--- MATERIAL SUPPLIED ---
----------

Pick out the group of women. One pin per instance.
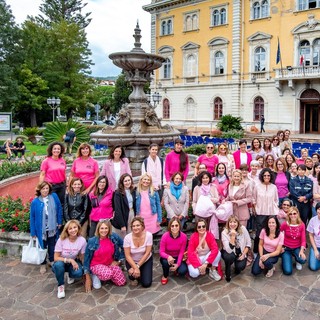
(122, 219)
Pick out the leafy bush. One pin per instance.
(229, 122)
(14, 215)
(56, 130)
(10, 169)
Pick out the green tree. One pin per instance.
(70, 11)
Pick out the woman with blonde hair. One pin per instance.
(236, 243)
(148, 204)
(294, 241)
(68, 255)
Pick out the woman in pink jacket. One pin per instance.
(115, 166)
(101, 203)
(202, 252)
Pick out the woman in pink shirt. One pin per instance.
(85, 167)
(172, 247)
(294, 241)
(270, 246)
(53, 169)
(115, 166)
(101, 203)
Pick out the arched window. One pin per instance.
(166, 109)
(223, 16)
(191, 109)
(260, 59)
(304, 49)
(218, 108)
(256, 10)
(216, 17)
(316, 52)
(218, 63)
(258, 108)
(191, 66)
(167, 69)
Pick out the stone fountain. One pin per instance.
(138, 125)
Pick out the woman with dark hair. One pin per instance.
(209, 159)
(172, 247)
(45, 220)
(53, 169)
(176, 198)
(115, 166)
(85, 167)
(76, 204)
(236, 243)
(301, 193)
(103, 257)
(138, 253)
(294, 241)
(256, 149)
(124, 205)
(270, 247)
(101, 203)
(202, 252)
(221, 181)
(265, 202)
(242, 155)
(177, 161)
(68, 255)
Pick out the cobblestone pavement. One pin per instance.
(25, 294)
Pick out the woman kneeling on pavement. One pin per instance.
(236, 243)
(137, 249)
(270, 247)
(103, 257)
(202, 252)
(68, 255)
(172, 247)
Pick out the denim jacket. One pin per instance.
(93, 245)
(154, 202)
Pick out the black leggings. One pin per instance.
(145, 273)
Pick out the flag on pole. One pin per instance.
(278, 53)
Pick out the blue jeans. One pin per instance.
(268, 264)
(182, 269)
(314, 263)
(287, 259)
(59, 268)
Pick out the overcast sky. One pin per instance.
(111, 28)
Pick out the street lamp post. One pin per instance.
(54, 103)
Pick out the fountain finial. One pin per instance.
(137, 36)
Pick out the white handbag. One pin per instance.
(33, 253)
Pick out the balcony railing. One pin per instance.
(297, 73)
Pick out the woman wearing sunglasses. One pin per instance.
(294, 241)
(202, 252)
(172, 247)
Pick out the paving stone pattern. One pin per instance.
(26, 294)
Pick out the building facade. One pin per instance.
(240, 57)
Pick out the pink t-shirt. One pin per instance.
(85, 170)
(71, 250)
(55, 170)
(209, 162)
(271, 245)
(104, 254)
(137, 252)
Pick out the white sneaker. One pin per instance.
(69, 280)
(213, 273)
(96, 283)
(61, 294)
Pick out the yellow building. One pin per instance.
(243, 57)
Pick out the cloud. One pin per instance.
(111, 28)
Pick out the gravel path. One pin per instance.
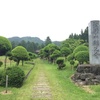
(41, 90)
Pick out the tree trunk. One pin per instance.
(18, 62)
(22, 62)
(5, 61)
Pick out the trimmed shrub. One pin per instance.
(60, 62)
(70, 57)
(15, 77)
(82, 56)
(80, 48)
(1, 63)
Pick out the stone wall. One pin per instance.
(87, 75)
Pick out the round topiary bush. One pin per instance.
(70, 57)
(80, 48)
(5, 45)
(15, 77)
(60, 62)
(82, 56)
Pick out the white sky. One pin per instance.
(41, 18)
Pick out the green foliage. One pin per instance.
(70, 57)
(1, 63)
(80, 48)
(65, 51)
(5, 45)
(31, 55)
(48, 50)
(55, 54)
(48, 41)
(60, 62)
(82, 56)
(15, 77)
(72, 62)
(20, 53)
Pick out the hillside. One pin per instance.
(31, 39)
(27, 38)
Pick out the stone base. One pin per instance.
(87, 75)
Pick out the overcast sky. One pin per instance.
(41, 18)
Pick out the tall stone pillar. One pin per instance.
(94, 42)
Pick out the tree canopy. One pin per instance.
(20, 53)
(5, 45)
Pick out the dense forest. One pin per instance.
(33, 44)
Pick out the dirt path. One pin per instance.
(41, 89)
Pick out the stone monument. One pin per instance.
(94, 42)
(89, 74)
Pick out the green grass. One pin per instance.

----------

--- TO DO ---
Output each line of the records exactly. Any picture is skipped.

--- RESPONSE TO THIS TASK ---
Pick out the group of women. One pin per instance.
(122, 219)
Pick out the leafy bush. One pin per instance.
(229, 122)
(14, 215)
(56, 130)
(10, 169)
Pick out the green tree. One pin per instance.
(70, 11)
Pick out the woman with blonde hair. One pin per instance.
(236, 243)
(148, 204)
(294, 241)
(68, 255)
Pick out the woman in pink jacket. One pin per instance.
(115, 166)
(101, 203)
(202, 252)
Pick out the woman in pink shirt. One pin per instance.
(85, 167)
(172, 247)
(294, 241)
(270, 246)
(53, 169)
(115, 166)
(101, 203)
Pick out the arched window. One pin per instance.
(166, 109)
(223, 16)
(191, 109)
(260, 59)
(304, 49)
(218, 108)
(256, 10)
(216, 17)
(316, 52)
(218, 63)
(258, 108)
(191, 66)
(167, 69)
Pick out the stone fountain. One pin per instance.
(138, 125)
Pick out the woman with dark hair. One pin per instance.
(209, 159)
(172, 247)
(45, 220)
(53, 169)
(176, 198)
(115, 166)
(85, 167)
(76, 204)
(236, 243)
(301, 193)
(103, 257)
(138, 253)
(294, 241)
(256, 149)
(124, 205)
(270, 247)
(101, 203)
(202, 252)
(221, 181)
(265, 202)
(242, 155)
(177, 161)
(68, 255)
Pick out the cobblestone pavement. One pin per instance.
(25, 294)
Pick out the woman kneeling on pavement. One pin per instance.
(236, 243)
(137, 249)
(270, 247)
(103, 257)
(202, 252)
(68, 255)
(172, 247)
Pick out the denim jacket. One pin per instance.
(93, 245)
(154, 202)
Pick out the black leggings. One pin per instance.
(145, 273)
Pick out the flag on pole. One pin per instance.
(278, 53)
Pick out the blue jeans. One pin per instance.
(268, 264)
(182, 269)
(314, 263)
(287, 259)
(59, 268)
Pick out the overcast sky. One pin per instance.
(111, 28)
Pick out the street lamp post. One pin per instance.
(54, 103)
Pick out the fountain finial. One pin per instance.
(137, 36)
Pick out the white handbag. One pin per instance.
(33, 253)
Pick out the balcony railing. One pin per instance.
(297, 73)
Pick out the woman wearing sunglasses. One pin per instance.
(294, 241)
(202, 252)
(172, 247)
Pick out the paving stone pattern. One pin per instance.
(26, 294)
Pick out the building facade. One pin per instance.
(240, 57)
Pick out the pink t-shirt. One pin per instance.
(85, 170)
(71, 250)
(55, 170)
(209, 162)
(271, 245)
(104, 254)
(137, 252)
Pick out the white sneaker. One pin per instance.
(69, 280)
(213, 273)
(96, 283)
(61, 294)
Pick out the yellow building. One pin per instance.
(243, 57)
Pick out the cloud. One pin per instance.
(111, 28)
Pick out the gravel path. One pin per instance.
(41, 90)
Pick out the tree trunk. One pin per instance.
(18, 62)
(22, 62)
(5, 61)
Pick out the trimmed shrub. One pin per instance.
(60, 62)
(70, 57)
(15, 77)
(82, 56)
(80, 48)
(1, 63)
Pick out the stone wall. One pin per instance.
(87, 75)
Pick out the round topiary bush. One pin per instance.
(70, 57)
(80, 48)
(5, 45)
(15, 77)
(60, 62)
(82, 56)
Pick out the white sky. One pin per instance.
(41, 18)
Pick out the green foliage. One pin per instance.
(70, 57)
(1, 63)
(80, 48)
(65, 51)
(5, 45)
(31, 55)
(48, 50)
(55, 54)
(48, 41)
(60, 62)
(82, 56)
(15, 77)
(72, 62)
(20, 53)
Pick out the hillside. One pin per instance.
(31, 39)
(27, 38)
Pick out the stone base. One pin per instance.
(87, 75)
Pick out the overcast sky. One pin per instance.
(41, 18)
Pick out the tall stone pillar. One pin per instance.
(94, 42)
Pick out the tree canopy. One pin per instance.
(20, 53)
(5, 45)
Pick out the dense forest. One pin per instance.
(33, 44)
Pick out the dirt path. One pin per instance.
(41, 89)
Pick out the stone monument. One pin per instance.
(94, 42)
(89, 74)
Pick out the green grass. One pin per instance.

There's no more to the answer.